____ PROVIDED MATERIAL

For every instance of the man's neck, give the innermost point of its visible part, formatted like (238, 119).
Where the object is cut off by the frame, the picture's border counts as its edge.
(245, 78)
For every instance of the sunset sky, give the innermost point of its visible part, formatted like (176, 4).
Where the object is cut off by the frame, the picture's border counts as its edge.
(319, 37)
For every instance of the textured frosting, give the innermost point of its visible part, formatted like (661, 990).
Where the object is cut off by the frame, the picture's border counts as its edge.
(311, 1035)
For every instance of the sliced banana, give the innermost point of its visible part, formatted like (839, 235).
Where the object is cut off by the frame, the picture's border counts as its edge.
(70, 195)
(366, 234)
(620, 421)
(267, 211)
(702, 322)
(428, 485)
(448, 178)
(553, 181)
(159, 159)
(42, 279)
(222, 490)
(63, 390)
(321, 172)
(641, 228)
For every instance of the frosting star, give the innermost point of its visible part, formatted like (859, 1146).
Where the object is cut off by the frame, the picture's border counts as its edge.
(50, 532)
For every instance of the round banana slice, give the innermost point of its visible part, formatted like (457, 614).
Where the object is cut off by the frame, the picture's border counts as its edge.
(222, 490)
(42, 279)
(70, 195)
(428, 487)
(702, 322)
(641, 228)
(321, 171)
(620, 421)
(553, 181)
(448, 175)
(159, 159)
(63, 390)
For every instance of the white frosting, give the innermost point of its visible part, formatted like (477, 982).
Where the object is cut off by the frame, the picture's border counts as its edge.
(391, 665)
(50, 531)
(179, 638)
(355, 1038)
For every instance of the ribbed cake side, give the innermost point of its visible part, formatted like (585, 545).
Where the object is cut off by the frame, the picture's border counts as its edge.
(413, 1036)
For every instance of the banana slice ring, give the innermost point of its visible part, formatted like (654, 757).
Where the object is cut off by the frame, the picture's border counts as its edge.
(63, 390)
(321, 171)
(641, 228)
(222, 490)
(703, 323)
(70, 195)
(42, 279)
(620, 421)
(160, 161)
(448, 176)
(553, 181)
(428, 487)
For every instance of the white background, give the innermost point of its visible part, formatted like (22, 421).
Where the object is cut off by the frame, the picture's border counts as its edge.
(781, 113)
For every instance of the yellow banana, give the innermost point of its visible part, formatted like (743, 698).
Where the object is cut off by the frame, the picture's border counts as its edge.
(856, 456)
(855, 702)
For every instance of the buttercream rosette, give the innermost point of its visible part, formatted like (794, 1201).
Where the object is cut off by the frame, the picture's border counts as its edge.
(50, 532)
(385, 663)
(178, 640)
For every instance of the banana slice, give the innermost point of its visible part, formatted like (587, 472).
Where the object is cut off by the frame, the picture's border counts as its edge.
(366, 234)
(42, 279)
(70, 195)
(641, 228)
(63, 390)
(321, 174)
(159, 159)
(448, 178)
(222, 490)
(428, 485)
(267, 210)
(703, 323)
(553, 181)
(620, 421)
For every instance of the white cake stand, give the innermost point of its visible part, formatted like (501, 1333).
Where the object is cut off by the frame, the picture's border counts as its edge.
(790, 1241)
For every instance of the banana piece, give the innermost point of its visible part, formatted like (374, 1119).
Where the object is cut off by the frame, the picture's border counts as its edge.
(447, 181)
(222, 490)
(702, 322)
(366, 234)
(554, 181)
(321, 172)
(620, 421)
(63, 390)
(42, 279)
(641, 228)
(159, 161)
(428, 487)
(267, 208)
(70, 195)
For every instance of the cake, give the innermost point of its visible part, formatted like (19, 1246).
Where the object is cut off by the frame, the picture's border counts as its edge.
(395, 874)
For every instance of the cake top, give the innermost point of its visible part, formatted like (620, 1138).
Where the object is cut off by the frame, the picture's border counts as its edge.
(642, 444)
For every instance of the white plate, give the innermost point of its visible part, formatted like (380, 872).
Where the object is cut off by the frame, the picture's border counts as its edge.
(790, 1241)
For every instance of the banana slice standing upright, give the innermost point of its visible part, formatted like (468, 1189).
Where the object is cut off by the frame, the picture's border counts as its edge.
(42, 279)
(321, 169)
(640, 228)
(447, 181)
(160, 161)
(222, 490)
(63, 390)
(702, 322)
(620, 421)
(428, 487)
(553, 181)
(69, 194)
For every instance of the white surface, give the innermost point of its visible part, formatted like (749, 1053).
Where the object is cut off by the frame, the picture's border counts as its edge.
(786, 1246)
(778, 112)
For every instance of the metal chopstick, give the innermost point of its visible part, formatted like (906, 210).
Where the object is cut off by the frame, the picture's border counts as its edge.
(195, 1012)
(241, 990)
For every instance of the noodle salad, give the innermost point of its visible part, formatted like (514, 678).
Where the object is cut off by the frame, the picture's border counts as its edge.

________

TASK TO CARRY OUT: Word for word, quote the lines from the line containing "For every instance of the white surface, give" through the end of the material, both included, and nothing else.

SOLUTION FOR THIS EXERCISE:
For every instance of the white surface, give the innermost point of its visible part, formatted like (749, 1053).
Where the object is cut off by the frame, the picture's border counts as its edge.
(786, 1246)
(778, 112)
For every instance of the metal chopstick, give the innermost point of its visible part, formatted like (906, 210).
Where the object is cut off by the frame, the picture's border counts as its edge.
(195, 1012)
(241, 990)
For every instance of the noodle salad, give the innermost point of its visible part, formatted like (514, 678).
Where the object is cut off by the frame, the picture's border counts as its edge.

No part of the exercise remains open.